***** GIVEN PASSAGE
One drawback to this focus on atmosphere and mood is that it crowds out more satisfying film conventions such as character development and storylines that can be followed and understood. Not a lot really happens in the film. There is a surplus of driving around in trucks, and walking through the desert and the occasional stop in a dress shop, but things progress at a lazy pace. There is sort of rising action, and a kind of climax (involving an actual explosion), but in this world nothing much ever changes. This is intentional, but it leaves the viewer a bit nonplussed at the end. This opacity of theme or meaning makes Circulation a very interesting film, but not one that could be described as fun to watch. Still, it is definitely worth a viewing, and succeeds quite well at its intended aims.
The video is presented in 1.66:1 widescreen, and varies in quality. At times the image is sharp, with bright colors and clear contrasts. At other times, the image appears pale and washed out. For the most part, it looks good for a low budget production.
The sound is available in both Dolby digital 2 channel and 5.1 channel. The 5.1 channel sound is generally good, but not outstanding. Two or three times the dialogue is muffled or hard to hear, but mostly clear. There is little separation in the sound, mostly just spread all around the channels. When the sound of a footstep or cracking twig does come distinctly from one side or the other, it is more startling than effective, because it is so seldom done. The LFE channel is effectively used, particularly with the ongoing theme of Ana's thrumming heartbeat. There are no alternate language tracks available. English subtitles are provided for the considerable Spanish dialogue in the film, but these cannot be turned off and no other subtitles are available.
**********
[ASSIGNMENT A] For each statement about the review of Circulation, say yes or no to whether it agrees with the review, and quote the words that decide it: (i) The video is presented in 1.66:1 widescreen. (ii) The English subtitles can be turned off. (iii) The LFE channel is used effectively.
[ASSIGNMENT B] Retype the part of the review of Circulation from "One drawback to" up to and including "its intended aims.".
The lines after this point have nothing to do with the review of Circulation.
***** DATA PROVIDED
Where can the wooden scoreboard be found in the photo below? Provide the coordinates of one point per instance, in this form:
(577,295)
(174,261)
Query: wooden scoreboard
**********
[WRITTEN REPLY A]
(i) Yes: "The video is presented in 1.66:1 widescreen"
(ii) No: "but these cannot be turned off"
(iii) Yes: "The LFE channel is effectively used"

[WRITTEN REPLY B]
One drawback to this focus on atmosphere and mood is that it crowds out more satisfying film conventions such as character development and storylines that can be followed and understood. Not a lot really happens in the film. There is a surplus of driving around in trucks, and walking through the desert and the occasional stop in a dress shop, but things progress at a lazy pace. There is sort of rising action, and a kind of climax (involving an actual explosion), but in this world nothing much ever changes. This is intentional, but it leaves the viewer a bit nonplussed at the end. This opacity of theme or meaning makes Circulation a very interesting film, but not one that could be described as fun to watch. Still, it is definitely worth a viewing, and succeeds quite well at its intended aims.